[Point labeling dataset excerpts]
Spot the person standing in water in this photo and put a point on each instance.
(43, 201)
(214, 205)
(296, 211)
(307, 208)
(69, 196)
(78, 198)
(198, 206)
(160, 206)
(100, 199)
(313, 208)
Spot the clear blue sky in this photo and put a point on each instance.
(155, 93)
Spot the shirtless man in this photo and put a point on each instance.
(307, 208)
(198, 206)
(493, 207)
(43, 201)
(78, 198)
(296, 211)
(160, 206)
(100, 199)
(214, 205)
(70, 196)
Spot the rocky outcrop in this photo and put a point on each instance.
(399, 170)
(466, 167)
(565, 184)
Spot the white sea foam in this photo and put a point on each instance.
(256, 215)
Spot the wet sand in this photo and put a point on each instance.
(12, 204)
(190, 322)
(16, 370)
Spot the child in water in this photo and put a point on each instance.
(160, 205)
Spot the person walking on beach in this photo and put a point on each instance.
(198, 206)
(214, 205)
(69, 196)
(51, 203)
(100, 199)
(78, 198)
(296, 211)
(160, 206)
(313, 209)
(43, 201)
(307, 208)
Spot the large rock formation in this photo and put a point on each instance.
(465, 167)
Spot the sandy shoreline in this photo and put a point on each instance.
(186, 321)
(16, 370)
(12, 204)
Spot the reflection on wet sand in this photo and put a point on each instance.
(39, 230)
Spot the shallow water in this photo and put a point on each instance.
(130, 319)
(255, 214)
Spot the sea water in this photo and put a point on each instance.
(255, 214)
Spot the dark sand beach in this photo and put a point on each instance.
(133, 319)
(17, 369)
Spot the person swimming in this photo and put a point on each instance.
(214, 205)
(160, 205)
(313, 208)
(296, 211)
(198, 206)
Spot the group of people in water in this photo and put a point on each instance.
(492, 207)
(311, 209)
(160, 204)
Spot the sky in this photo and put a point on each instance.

[WHAT THIS TASK INVOLVES]: Swap "put a point" for "place a dot" in everything from the line containing "Spot the person swimming" down to the end of the items, and write those lines out again with nothing else changed.

[OUTPUT]:
Spot the person swimming in this photo and place a dot on each instance.
(214, 205)
(160, 205)
(313, 208)
(296, 211)
(198, 206)
Spot the group of people in water in this photo and place a dot on each instance.
(492, 207)
(311, 209)
(160, 204)
Spot the sky in this photo and place a dot on each instance.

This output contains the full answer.